§ **What you need to do**: The data needs to be returned in full, exactly as it reads.

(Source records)

——————————

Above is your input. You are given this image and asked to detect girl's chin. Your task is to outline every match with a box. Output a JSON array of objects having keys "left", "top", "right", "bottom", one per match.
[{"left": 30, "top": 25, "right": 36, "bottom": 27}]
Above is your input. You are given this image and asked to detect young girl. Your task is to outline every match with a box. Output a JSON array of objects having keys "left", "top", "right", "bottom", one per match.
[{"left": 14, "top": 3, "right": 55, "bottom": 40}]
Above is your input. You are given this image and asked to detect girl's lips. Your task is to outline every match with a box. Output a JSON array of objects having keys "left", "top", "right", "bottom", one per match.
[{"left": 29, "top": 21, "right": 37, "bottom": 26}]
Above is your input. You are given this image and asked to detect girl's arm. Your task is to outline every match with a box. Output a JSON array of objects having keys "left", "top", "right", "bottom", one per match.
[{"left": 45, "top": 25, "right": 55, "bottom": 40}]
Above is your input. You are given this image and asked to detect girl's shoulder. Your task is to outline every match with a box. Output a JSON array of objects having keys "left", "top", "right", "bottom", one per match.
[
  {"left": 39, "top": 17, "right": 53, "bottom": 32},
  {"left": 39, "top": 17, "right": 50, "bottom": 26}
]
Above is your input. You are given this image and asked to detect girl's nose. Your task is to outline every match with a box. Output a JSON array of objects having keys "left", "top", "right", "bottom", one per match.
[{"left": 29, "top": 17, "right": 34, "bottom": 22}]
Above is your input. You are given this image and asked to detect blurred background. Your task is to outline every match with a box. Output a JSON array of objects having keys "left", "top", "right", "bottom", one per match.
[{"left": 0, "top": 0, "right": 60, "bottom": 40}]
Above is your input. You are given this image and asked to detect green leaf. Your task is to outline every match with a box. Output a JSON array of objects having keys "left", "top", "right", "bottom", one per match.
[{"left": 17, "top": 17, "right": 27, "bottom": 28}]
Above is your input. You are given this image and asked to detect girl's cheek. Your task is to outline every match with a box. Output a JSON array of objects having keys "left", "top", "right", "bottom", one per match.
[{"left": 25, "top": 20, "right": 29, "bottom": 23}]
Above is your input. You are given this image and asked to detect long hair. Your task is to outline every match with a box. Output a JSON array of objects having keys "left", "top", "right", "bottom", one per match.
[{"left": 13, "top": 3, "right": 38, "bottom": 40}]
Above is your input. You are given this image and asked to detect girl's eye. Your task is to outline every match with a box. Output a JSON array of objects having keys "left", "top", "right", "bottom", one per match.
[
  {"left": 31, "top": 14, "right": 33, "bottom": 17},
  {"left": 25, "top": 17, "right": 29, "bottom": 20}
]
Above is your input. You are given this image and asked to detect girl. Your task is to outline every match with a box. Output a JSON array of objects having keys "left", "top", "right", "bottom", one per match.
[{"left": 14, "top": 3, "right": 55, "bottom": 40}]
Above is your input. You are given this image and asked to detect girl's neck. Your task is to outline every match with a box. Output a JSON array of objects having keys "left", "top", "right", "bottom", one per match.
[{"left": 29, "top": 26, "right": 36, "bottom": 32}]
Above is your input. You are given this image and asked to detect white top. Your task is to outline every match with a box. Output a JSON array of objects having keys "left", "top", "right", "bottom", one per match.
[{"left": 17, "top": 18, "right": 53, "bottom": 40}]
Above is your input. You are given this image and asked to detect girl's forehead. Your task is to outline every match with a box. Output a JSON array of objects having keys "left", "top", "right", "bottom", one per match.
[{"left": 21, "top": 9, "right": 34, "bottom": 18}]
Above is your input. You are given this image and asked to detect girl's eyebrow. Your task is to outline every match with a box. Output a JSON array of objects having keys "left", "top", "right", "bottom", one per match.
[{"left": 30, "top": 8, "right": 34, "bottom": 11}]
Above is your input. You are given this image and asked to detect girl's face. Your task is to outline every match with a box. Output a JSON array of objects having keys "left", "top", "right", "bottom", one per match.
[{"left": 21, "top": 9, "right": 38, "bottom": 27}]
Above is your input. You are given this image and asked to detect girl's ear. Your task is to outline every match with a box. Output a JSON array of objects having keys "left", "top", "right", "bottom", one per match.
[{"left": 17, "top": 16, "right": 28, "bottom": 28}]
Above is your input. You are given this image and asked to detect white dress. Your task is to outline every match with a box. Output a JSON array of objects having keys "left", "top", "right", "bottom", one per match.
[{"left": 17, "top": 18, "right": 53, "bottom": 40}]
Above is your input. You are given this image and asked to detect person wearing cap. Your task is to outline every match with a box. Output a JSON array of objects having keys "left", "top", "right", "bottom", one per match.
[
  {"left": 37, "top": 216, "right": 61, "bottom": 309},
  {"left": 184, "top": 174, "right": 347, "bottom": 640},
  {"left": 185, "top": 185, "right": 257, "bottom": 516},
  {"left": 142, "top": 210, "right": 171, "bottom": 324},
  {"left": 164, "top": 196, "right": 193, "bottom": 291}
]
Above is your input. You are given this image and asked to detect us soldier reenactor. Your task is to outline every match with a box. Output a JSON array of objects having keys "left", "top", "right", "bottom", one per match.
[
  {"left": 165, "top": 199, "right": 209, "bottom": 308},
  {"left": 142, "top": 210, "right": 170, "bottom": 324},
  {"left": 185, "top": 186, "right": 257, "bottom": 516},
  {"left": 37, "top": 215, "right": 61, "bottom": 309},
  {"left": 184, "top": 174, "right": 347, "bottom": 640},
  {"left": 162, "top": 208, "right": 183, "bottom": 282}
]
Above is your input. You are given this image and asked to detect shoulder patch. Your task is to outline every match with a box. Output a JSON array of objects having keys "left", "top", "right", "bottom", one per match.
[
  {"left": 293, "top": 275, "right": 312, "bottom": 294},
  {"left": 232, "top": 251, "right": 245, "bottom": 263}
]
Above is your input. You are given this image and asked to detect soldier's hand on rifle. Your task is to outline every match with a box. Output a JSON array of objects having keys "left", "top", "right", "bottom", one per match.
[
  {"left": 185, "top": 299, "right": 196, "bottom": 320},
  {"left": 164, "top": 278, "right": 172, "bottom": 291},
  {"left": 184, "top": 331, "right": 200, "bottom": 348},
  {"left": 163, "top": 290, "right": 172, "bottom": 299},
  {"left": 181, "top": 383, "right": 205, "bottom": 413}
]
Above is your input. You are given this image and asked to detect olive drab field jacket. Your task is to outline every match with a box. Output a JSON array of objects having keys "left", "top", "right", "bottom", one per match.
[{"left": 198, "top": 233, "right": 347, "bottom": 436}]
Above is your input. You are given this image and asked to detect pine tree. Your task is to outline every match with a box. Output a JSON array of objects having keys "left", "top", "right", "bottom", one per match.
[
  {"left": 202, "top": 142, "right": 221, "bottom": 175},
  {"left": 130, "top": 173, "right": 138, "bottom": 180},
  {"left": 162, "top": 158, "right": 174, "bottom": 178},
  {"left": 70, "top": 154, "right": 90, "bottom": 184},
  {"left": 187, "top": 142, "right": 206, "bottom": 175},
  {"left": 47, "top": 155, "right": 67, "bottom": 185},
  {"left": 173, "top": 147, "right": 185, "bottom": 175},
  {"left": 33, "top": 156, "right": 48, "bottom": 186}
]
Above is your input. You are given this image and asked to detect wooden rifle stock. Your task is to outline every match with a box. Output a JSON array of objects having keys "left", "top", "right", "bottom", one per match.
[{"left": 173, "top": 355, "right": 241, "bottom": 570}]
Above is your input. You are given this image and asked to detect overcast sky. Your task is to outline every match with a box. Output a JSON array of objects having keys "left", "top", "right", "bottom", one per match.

——————————

§ **Answer space**:
Above is your input. You are given this image and asked to detect girl's chin. Your task is to outline every match with a box. Output a JSON array of objects having keys "left", "top", "right", "bottom", one per match.
[{"left": 30, "top": 25, "right": 36, "bottom": 27}]
Above is your input. You are given this image and asked to detect young girl. Your task is to outline every match with a box. Output a JSON array of objects having keys "left", "top", "right", "bottom", one per match.
[{"left": 14, "top": 3, "right": 55, "bottom": 40}]
Above is your input. You are given this image and asked to detect girl's lips. Your task is to outline every match with a box. Output a JSON array of objects having keys "left", "top", "right", "bottom", one per match.
[{"left": 29, "top": 21, "right": 37, "bottom": 26}]
Above is your input. You are given this image and asked to detect girl's arm. Your task is to outline every match with a box. Output a JSON array of objects having keys "left", "top", "right", "bottom", one per match.
[{"left": 45, "top": 25, "right": 55, "bottom": 40}]
Above is your input. You are given this image and asked to detect girl's shoulder. Your task is to outline every match with a box. Output a JSON array of objects having keys "left", "top", "right", "bottom", one per match.
[
  {"left": 39, "top": 17, "right": 53, "bottom": 32},
  {"left": 39, "top": 17, "right": 50, "bottom": 26}
]
Above is your input. You are given this image and asked to detect girl's nose. Your task is to outline every match with a box. Output a JSON array of objects having keys "left", "top", "right", "bottom", one per match.
[{"left": 29, "top": 17, "right": 34, "bottom": 22}]
Above is your input. You are given this image and asked to detect blurred background. Your task is to outline every match with a box. Output a JSON array of objects having keys "left", "top", "right", "bottom", one per match.
[{"left": 0, "top": 0, "right": 60, "bottom": 40}]
Above is your input. You are given this image and asked to detect green leaf. Your task is to outline every match with a box. Output a JSON array of objects having keys "left", "top", "right", "bottom", one per match.
[{"left": 17, "top": 17, "right": 27, "bottom": 28}]
Above is your input. You are given this image and asked to detect girl's cheek. Your task is to outline every match with a box. Output a JSON array of objects having keys "left", "top", "right", "bottom", one per match.
[{"left": 25, "top": 20, "right": 29, "bottom": 23}]
Above is your input. You are given this image and asked to detect long hair. Your task is to outline every match with a box. Output a JSON array of objects having keys "left", "top", "right", "bottom", one per match.
[{"left": 13, "top": 3, "right": 38, "bottom": 40}]
Above is your input. You are given this image and asked to detect girl's eye. Your task is to outline every match with a box. Output a JSON array of objects having keys "left", "top", "right", "bottom", one per match.
[
  {"left": 31, "top": 14, "right": 33, "bottom": 17},
  {"left": 25, "top": 17, "right": 29, "bottom": 20}
]
Above is your input. You are given this image and asked to detect girl. Your task is to outline every match with a box. Output a JSON array of objects having keys "left", "top", "right", "bottom", one per match.
[{"left": 14, "top": 3, "right": 55, "bottom": 40}]
Above is your input. You are given this image and asked to detect girl's neck. Your task is to outline every match with a box. Output a JSON array of objects having keys "left", "top", "right", "bottom", one per match.
[{"left": 29, "top": 26, "right": 36, "bottom": 32}]
Above is your input. You are given this image and asked to detect white top. Your task is to outline every match with a box. Output a JSON array of objects having keys "left", "top", "right", "bottom", one per match.
[{"left": 17, "top": 18, "right": 53, "bottom": 40}]
Above is your input. You are given this image and asked to detect girl's forehead. Your task is to outline every match with a box. Output a JSON array of objects having keys "left", "top", "right", "bottom", one per match.
[{"left": 21, "top": 9, "right": 34, "bottom": 18}]
Above is your input. You are given this image and asked to detect girl's eyebrow. Your task is to outline every match with a box. Output a JSON array of objects having keys "left", "top", "right", "bottom", one per match.
[{"left": 30, "top": 8, "right": 34, "bottom": 11}]
Above is your input. You are given this image and asked to detect girl's face. Your task is to outline every match with a box. Output a JSON array of objects having keys "left", "top", "right", "bottom", one per match.
[{"left": 21, "top": 9, "right": 38, "bottom": 27}]
Above is your input. You are given this image and asked to detect girl's ear. Your task is to outline every match with a box. Output a JSON array of objects having keys "left", "top", "right", "bottom", one per match.
[{"left": 17, "top": 16, "right": 28, "bottom": 28}]
Above is your input. You are given this image and asked to detect white dress. Your task is to outline every match with a box. Output a JSON array of objects having keys "left", "top", "right", "bottom", one per match.
[{"left": 17, "top": 18, "right": 53, "bottom": 40}]
Above is your input. You are given this image and asked to detect person wearing cap. Your task is to outline every match with a box. Output a JSON array of objects having keys "left", "top", "right", "bottom", one per match.
[
  {"left": 37, "top": 216, "right": 61, "bottom": 309},
  {"left": 184, "top": 174, "right": 347, "bottom": 640},
  {"left": 185, "top": 185, "right": 257, "bottom": 516},
  {"left": 142, "top": 210, "right": 171, "bottom": 324},
  {"left": 164, "top": 196, "right": 193, "bottom": 291}
]
Above is your input. You are given this image and asked to detect us soldier reenactor. Your task is to outline every match with a box. Output a JSON array of objects having keys "left", "top", "right", "bottom", one per match.
[
  {"left": 165, "top": 199, "right": 209, "bottom": 308},
  {"left": 142, "top": 210, "right": 170, "bottom": 324},
  {"left": 185, "top": 186, "right": 257, "bottom": 516},
  {"left": 37, "top": 215, "right": 61, "bottom": 309},
  {"left": 184, "top": 174, "right": 347, "bottom": 640},
  {"left": 162, "top": 208, "right": 183, "bottom": 282}
]
Above is your input. You are given this image and asked to detect shoulder patch. Your task is to outline every match with a box. Output a JSON array of objects having keys "left", "top", "right", "bottom", one per match.
[
  {"left": 293, "top": 275, "right": 312, "bottom": 294},
  {"left": 232, "top": 251, "right": 245, "bottom": 263}
]
Above is your input. You are given this image and asked to detect soldier's hand on rifle. Your task is to outline every match with a box. Output a JSON array of objects having keys "left", "top", "right", "bottom", one per match.
[
  {"left": 185, "top": 299, "right": 196, "bottom": 320},
  {"left": 164, "top": 278, "right": 172, "bottom": 291},
  {"left": 184, "top": 331, "right": 200, "bottom": 348},
  {"left": 163, "top": 290, "right": 172, "bottom": 299},
  {"left": 181, "top": 383, "right": 205, "bottom": 413}
]
Above is your input. You are given this image and asked to detect olive drab field jacket. Your task is to outline every match with a box. Output a JSON array of objects having keys "left", "top", "right", "bottom", one per match.
[{"left": 198, "top": 233, "right": 347, "bottom": 436}]
Above is your input. You are given this image and asked to detect pine tree. Your task is to outline every match with a box. Output a JSON array of objects having keys "left", "top", "right", "bottom", one per match.
[
  {"left": 202, "top": 142, "right": 221, "bottom": 175},
  {"left": 130, "top": 173, "right": 138, "bottom": 180},
  {"left": 162, "top": 158, "right": 174, "bottom": 178},
  {"left": 70, "top": 154, "right": 90, "bottom": 184},
  {"left": 187, "top": 142, "right": 206, "bottom": 175},
  {"left": 47, "top": 155, "right": 67, "bottom": 185},
  {"left": 173, "top": 147, "right": 185, "bottom": 175},
  {"left": 33, "top": 156, "right": 48, "bottom": 186}
]
Above is your input. You are given this image and asked to detect wooden rifle stock. Your task is to outline every match with a box. Output a JSON array of objects having keys "left", "top", "right", "bottom", one per match.
[{"left": 173, "top": 355, "right": 241, "bottom": 570}]
Above is your input. You are given this image and asked to detect overcast sky. Your task is to outline every match with a box. Output a JSON array of objects having keys "left", "top", "right", "bottom", one per match.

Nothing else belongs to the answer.